---------- Source extract

I am running Red Hat Enterprise Linux 7, and compiled with gcc 4.8.5.
Formally this is undefined behavior.
As for what you're observing in practice:
My guess is that fprintf ends up using an uninitialized integer as the number of decimal places to output. That's because it'll try to read a number from a location where the caller didn't write any particular value, so you'll just get whatever bits happen to be stored there. If that happens to be a huge number, fprintf will try to allocate a lot of memory to store the result string internally. That would explain the "running out of memory" part.
If the uninitialized value isn't quite that big, the allocation will succeed and you'll end up with a lot of zeroes.
And finally, if the random integer value happens to be just 5, you'll get 0.00000.
Valgrind probably consistently initializes the memory your program sees, so the behavior becomes deterministic.
Could this not be made to always fail
I'm pretty sure it won't even compile if you use gcc -pedantic -Wall -Wextra -Werror.
The format string does not match the parameters, therefore the bahaviour of fprintf is undefined. Google "undefined behaviour C" for more information about "undefined bahaviour".
This would be correct:
// printf 0.0 with 7 decimals
fprintf(stdout, "%.*f", 7, 0.0);
Or maybe you just want this:
// printf 0.0 with de default format
fprintf(stdout, "%f", 0.0);
About this part of your question: Sometimes it seems to use a default width, while sometimes it fails very badly. Could this not be made to always fail or always use some default behaviour?
There cannot be any default behaviour, fprintf is reading the arguments according to the format string. If the arguments don't match, fprintf ends up with seamingly random values.
About this part of your question: Another curiosity is that running it through valgrind would consistently bring about the printing of many "0"s case, which otherwise happens quite seldom, but the memory usage issue would never occur then either.:
This is just another manifestation of undefined behaviour, with valgrind the conditions are quite different and therefore the actual undefined bahaviour can be different.

--------------------
---------- Material to process

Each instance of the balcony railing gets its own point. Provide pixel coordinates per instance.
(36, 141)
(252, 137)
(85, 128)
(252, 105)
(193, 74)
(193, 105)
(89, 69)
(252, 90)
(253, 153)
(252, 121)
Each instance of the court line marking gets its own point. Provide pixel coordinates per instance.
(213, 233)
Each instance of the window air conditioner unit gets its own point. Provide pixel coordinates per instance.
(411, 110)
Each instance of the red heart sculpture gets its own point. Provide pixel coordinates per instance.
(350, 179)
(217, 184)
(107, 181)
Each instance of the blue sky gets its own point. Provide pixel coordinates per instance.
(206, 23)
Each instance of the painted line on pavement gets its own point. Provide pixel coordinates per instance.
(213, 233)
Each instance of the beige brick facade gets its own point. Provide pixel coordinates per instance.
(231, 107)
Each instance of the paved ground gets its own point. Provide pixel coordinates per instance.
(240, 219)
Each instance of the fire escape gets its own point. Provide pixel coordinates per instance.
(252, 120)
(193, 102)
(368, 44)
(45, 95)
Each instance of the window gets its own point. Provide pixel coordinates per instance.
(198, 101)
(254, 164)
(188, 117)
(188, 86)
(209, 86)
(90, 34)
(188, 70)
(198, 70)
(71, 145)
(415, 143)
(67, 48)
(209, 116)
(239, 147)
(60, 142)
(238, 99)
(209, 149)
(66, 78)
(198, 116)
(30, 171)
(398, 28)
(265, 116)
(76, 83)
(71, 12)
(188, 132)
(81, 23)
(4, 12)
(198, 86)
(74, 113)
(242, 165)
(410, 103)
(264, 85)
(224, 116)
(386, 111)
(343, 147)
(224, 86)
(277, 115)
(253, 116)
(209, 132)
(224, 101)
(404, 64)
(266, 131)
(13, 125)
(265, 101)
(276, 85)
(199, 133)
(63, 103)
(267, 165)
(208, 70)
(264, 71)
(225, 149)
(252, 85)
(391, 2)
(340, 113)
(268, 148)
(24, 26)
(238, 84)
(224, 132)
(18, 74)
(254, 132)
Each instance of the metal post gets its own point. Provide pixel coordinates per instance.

--------------------

▶ _Directive A_
Decide whether each statement below agrees with the fprintf thread. For each one, answer yes or no and quote the words from the thread that settle it.
(i) The thread suggests that Valgrind probably makes the program's behavior deterministic.
(ii) The thread says fprintf can fall back on a default behavior when the arguments do not match the format string.
(iii) The code in the thread was compiled with gcc 4.8.5 on Red Hat Enterprise Linux 7.
▶ _Directive B_
Copy the part of the entries that opens with the line containing "Each instance of the court" and closes with the last line of the entries, with both end lines included.

▶ _Answer A_
(i) Yes: "Valgrind probably consistently initializes the memory your program sees, so the behavior becomes deterministic."
(ii) No: "There cannot be any default behaviour, fprintf is reading the arguments according to the format string."
(iii) Yes: "I am running Red Hat Enterprise Linux 7, and compiled with gcc 4.8.5."

▶ _Answer B_
Each instance of the court line marking gets its own point. Provide pixel coordinates per instance.
(213, 233)
Each instance of the window air conditioner unit gets its own point. Provide pixel coordinates per instance.
(411, 110)
Each instance of the red heart sculpture gets its own point. Provide pixel coordinates per instance.
(350, 179)
(217, 184)
(107, 181)
Each instance of the blue sky gets its own point. Provide pixel coordinates per instance.
(206, 23)
Each instance of the painted line on pavement gets its own point. Provide pixel coordinates per instance.
(213, 233)
Each instance of the beige brick facade gets its own point. Provide pixel coordinates per instance.
(231, 107)
Each instance of the paved ground gets its own point. Provide pixel coordinates per instance.
(240, 219)
Each instance of the fire escape gets its own point. Provide pixel coordinates per instance.
(252, 120)
(193, 102)
(368, 44)
(45, 95)
Each instance of the window gets its own point. Provide pixel coordinates per instance.
(198, 101)
(254, 164)
(188, 117)
(188, 86)
(209, 86)
(90, 34)
(188, 70)
(198, 70)
(71, 145)
(415, 143)
(67, 48)
(209, 116)
(239, 147)
(60, 142)
(238, 99)
(209, 149)
(66, 78)
(198, 116)
(30, 171)
(398, 28)
(265, 116)
(76, 83)
(71, 12)
(188, 132)
(81, 23)
(4, 12)
(198, 86)
(74, 113)
(242, 165)
(410, 103)
(264, 85)
(224, 116)
(386, 111)
(343, 147)
(224, 86)
(277, 115)
(253, 116)
(209, 132)
(224, 101)
(404, 64)
(266, 131)
(13, 125)
(265, 101)
(276, 85)
(199, 133)
(63, 103)
(267, 165)
(208, 70)
(264, 71)
(225, 149)
(252, 85)
(391, 2)
(340, 113)
(268, 148)
(24, 26)
(238, 84)
(224, 132)
(18, 74)
(254, 132)
Each instance of the metal post gets its own point. Provide pixel coordinates per instance.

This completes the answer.